*Problem to solve:* Transcribe exactly the line in which "csv x1,y1,x2,y2, no" occurs, plus every line that comes after it up to the end of the entries.

*Task data:*
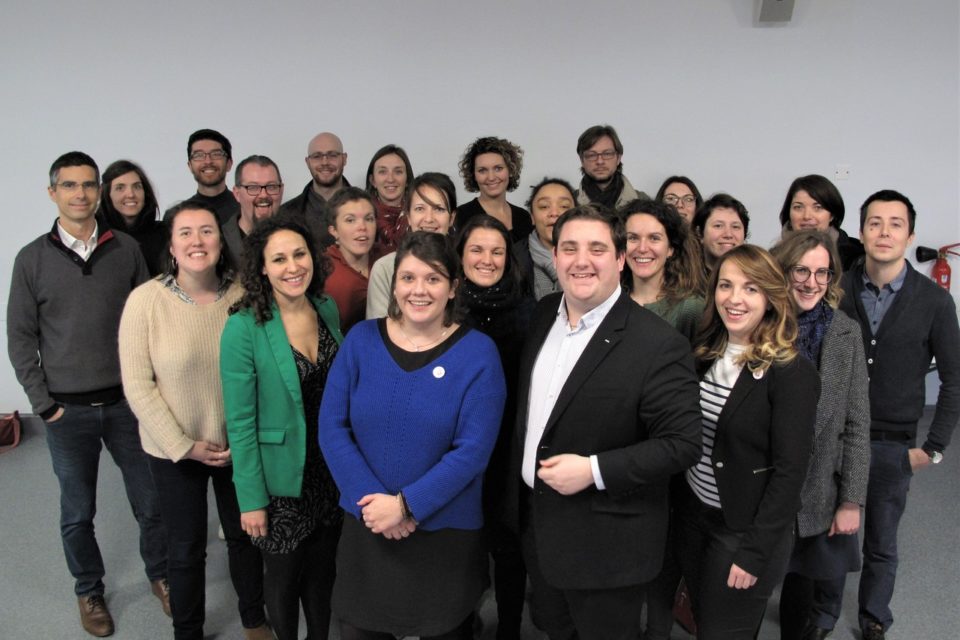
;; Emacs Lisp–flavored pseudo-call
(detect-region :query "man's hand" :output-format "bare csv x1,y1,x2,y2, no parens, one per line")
908,447,932,471
727,563,757,589
828,501,861,536
537,454,594,495
45,406,65,423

*Reply to the task:*
(detect-region :query "man's hand" :output-format "bare csv x1,y1,x2,y2, no parens, one per line")
908,447,932,471
727,563,757,589
828,501,861,536
537,454,594,495
45,406,65,423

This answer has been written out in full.